[Items from a dataset]
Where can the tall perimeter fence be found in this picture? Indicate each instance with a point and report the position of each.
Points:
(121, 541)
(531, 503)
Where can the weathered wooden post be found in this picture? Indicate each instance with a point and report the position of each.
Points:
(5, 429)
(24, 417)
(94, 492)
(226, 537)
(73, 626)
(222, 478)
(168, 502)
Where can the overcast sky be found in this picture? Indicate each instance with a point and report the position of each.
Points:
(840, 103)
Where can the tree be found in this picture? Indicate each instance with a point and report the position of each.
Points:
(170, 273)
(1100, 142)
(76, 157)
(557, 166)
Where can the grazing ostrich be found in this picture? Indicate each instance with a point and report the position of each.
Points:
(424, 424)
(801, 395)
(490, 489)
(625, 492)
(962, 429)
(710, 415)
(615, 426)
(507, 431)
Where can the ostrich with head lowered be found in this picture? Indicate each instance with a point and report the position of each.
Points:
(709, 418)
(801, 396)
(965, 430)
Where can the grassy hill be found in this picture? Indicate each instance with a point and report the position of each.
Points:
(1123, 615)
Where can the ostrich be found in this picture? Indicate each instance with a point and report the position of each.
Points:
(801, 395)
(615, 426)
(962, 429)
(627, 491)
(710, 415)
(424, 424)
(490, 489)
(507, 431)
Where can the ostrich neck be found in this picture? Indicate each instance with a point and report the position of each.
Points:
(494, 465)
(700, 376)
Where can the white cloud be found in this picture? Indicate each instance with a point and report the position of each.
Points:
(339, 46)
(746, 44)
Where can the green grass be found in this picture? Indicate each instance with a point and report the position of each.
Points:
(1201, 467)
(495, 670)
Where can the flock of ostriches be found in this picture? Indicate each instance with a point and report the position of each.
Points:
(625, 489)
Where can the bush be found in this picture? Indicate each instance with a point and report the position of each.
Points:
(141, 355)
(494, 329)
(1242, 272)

### [TASK PROMPT]
Please restate the whole listing word for word.

### [RESULT OF THE TASK]
Where can the tall perimeter fence be found in this picture? Indicate each instance with a point and report the position of each.
Points:
(121, 541)
(531, 503)
Where can the weathered wooden post be found in this picture? Indicate each instance with a point and report the position of each.
Points:
(5, 429)
(24, 417)
(94, 492)
(226, 537)
(73, 626)
(222, 478)
(168, 502)
Where can the overcast sky be found in this picture? Indicate each instance with a point and report the position of each.
Points:
(840, 103)
Where can the tree be found in this picture? Indicate each instance with a point and report the position of each.
Points:
(170, 273)
(1100, 142)
(76, 157)
(557, 166)
Where can the grazing ostrich be found in this picture? Indicate each instance with a point and report the position of each.
Points:
(424, 424)
(801, 395)
(490, 489)
(625, 492)
(962, 429)
(710, 415)
(615, 426)
(507, 431)
Where can the ostrich with head lowered be found in this picture? Indicate each instance with a point and report the position of each.
Points:
(709, 418)
(801, 396)
(965, 430)
Where can the grassy hill be found in this picture? Indicate each instance with a point and report the position of each.
Points:
(1123, 615)
Where can the ostrich be found in this picture? Indicate each instance with a point and report the position of each.
Points:
(801, 395)
(615, 426)
(962, 429)
(627, 491)
(710, 415)
(424, 424)
(490, 489)
(507, 431)
Where can the ostrich neck be found in this picture? Indicate each instance with a point and report the position of each.
Points:
(494, 465)
(700, 376)
Where can the white cloud be found in this picture? Indicate each instance with a point and report the position of each.
Points:
(339, 46)
(746, 44)
Where can the green grass be found in this picture? Indicate each instance with a point and report the position of each.
Points:
(1201, 467)
(495, 670)
Where can the flock of ostriches be found in this picture? Indicate each instance with a point and report the position of each.
Points:
(625, 489)
Where can the bush be found in this picture? Indicate each instance with a point and report the position of each.
Points:
(141, 355)
(494, 329)
(1242, 272)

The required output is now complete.